Top of Source document

Monday, May 01, 2006
Someone asked me to write on depression…so today I will. Depressed, have you been there? Have you ever been in a real dark hole? I have. That may surprise some of you. After all, many people think that Christians shouldn’t feel depressed, and if they do, they must be failures! This certainly is a big stick with which I have seen many Christians beat themselves with. It made them feel worse and made the dark hole they were in feel even darker and deeper. Yet I can not find any example of such action in the Bible, even though it deals with many people who were depressed. Rather than beating people up, God dealt with individuals in loving ways.
It is important to remember this when dealing with people who are depressed, as what appears a trivial stimulus to you, may in fact be ‘the last straw’ for them.
How did I deal with my situation? I covered it up to those around me, for fear of losing face and making myself vulnerable. I kept telling myself I wasn’t supposed to feel this way. Every morning when I went out to work I put on my mask of ‘all is well in the world’. To everyone else I seemed my usual self, but inside I felt thoroughly miserable and as soon as I got home again the mask came off and I could stop the pretence. I remember sitting in church on some occasions wanting to scream out.

Bottom of Source document
Top of Stored data

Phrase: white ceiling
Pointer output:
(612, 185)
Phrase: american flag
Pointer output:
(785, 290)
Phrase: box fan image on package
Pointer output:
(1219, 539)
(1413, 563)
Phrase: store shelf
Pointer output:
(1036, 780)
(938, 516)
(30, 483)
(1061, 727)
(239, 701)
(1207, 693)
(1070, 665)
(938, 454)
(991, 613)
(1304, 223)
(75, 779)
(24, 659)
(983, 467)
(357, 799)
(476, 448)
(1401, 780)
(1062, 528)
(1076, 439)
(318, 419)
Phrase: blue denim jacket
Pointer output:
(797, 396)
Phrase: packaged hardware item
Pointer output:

Bottom of Stored data
Top of Stored data

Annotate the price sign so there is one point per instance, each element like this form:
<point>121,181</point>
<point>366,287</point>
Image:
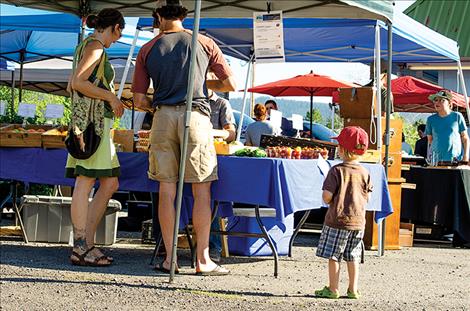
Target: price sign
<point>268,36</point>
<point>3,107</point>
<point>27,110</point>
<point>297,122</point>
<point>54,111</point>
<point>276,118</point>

Bottom of Stored data

*Brief 1*:
From the post on depression, copy the part that opens with the words containing "Monday, May 01, 2006" and closes with "in loving ways.".
*Brief 2*:
Condense the paragraph of the post on depression that begins "How did I deal with my situation?" into a shorter version that keeps its main facts.
The listing was taken from a different source than the post on depression.

*Expected answer 1*:
Monday, May 01, 2006
Someone asked me to write on depression…so today I will. Depressed, have you been there? Have you ever been in a real dark hole? I have. That may surprise some of you. After all, many people think that Christians shouldn’t feel depressed, and if they do, they must be failures! This certainly is a big stick with which I have seen many Christians beat themselves with. It made them feel worse and made the dark hole they were in feel even darker and deeper. Yet I can not find any example of such action in the Bible, even though it deals with many people who were depressed. Rather than beating people up, God dealt with individuals in loving ways.

*Expected answer 2*:
The writer hid the situation from others for fear of losing face and becoming vulnerable, and kept insisting that such feelings were wrong. Each workday the writer put on a mask of "all is well in the world," seeming normal while feeling miserable inside, and dropped the pretense only at home. At times in church the writer wanted to scream.